TEXTO DE ESTUDO =
┄┄┄┄┄┄┄┄┄┄┄┄┄┄┄┄┄┄┄┄
Instituto Guaicuy

TJMG explica ao STF decisões sobre o Auxílio Emergencial

14 de maio, 2026, por Laura Garcia

O Tribunal de Justiça de Minas Gerais (TJMG) enviou ao Supremo Tribunal Federal (STF) esclarecimentos sobre as decisões que determinaram o pagamento do Auxílio Emergencial às pessoas atingidas pelo rompimento da barragem da Vale em Brumadinho. O documento foi enviado em 13 de maio.

As informações foram prestadas pelo desembargador André Leite Praça no âmbito da Arguição de Descumprimento de Preceito Fundamental (ADPF) 1314, ação apresentada pelo Instituto Brasileiro de Mineração (IBRAM) que questiona as decisões da justiça mineira que obrigam a Vale a financiar o auxílio.

No documento, o desembargador afirma que a 19ª Câmara Cível do TJMG manteve corretamente a decisão de primeira instância, que determinou o pagamento do Auxílio Emergencial após o fim do Programa de Transferência de Renda (PTR). Segundo Leite Praça, a medida foi analisada de forma colegiada e respeitou o direito de manifestação das partes envolvidas.
┄┄┄┄┄┄┄┄┄┄┄┄┄┄┄┄┄┄┄┄
VERIFIQUE SUA COMPREENSÃO =
a. Segundo o texto sobre o Auxílio Emergencial, em que data o TJMG enviou os esclarecimentos ao STF?
b. Por favor, transcreva do texto sobre o Auxílio Emergencial o trecho começando em "As informações foram" e seguindo até "das partes envolvidas.".
Os dados vêm de outra fonte, não do texto.

DADOS FORNECIDOS =
┄┄┄┄┄┄┄┄┄┄┄┄┄┄┄┄┄┄┄┄
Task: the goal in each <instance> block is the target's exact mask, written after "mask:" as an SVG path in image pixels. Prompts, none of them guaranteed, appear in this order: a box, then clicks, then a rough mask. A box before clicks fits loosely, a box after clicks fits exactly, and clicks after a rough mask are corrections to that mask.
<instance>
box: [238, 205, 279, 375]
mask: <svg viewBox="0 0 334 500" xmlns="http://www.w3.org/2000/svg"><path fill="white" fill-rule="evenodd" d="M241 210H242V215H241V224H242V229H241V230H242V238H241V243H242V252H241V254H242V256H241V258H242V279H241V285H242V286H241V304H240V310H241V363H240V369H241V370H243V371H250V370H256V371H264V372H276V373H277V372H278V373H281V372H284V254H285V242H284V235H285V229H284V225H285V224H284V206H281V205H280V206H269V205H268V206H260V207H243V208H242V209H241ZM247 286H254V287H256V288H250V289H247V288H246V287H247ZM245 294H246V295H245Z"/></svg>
┄┄┄┄┄┄┄┄┄┄┄┄┄┄┄┄┄┄┄┄
RESPOSTAS NUMERADAS =
a. Em 13 de maio.

b.
As informações foram prestadas pelo desembargador André Leite Praça no âmbito da Arguição de Descumprimento de Preceito Fundamental (ADPF) 1314, ação apresentada pelo Instituto Brasileiro de Mineração (IBRAM) que questiona as decisões da justiça mineira que obrigam a Vale a financiar o auxílio.

No documento, o desembargador afirma que a 19ª Câmara Cível do TJMG manteve corretamente a decisão de primeira instância, que determinou o pagamento do Auxílio Emergencial após o fim do Programa de Transferência de Renda (PTR). Segundo Leite Praça, a medida foi analisada de forma colegiada e respeitou o direito de manifestação das partes envolvidas.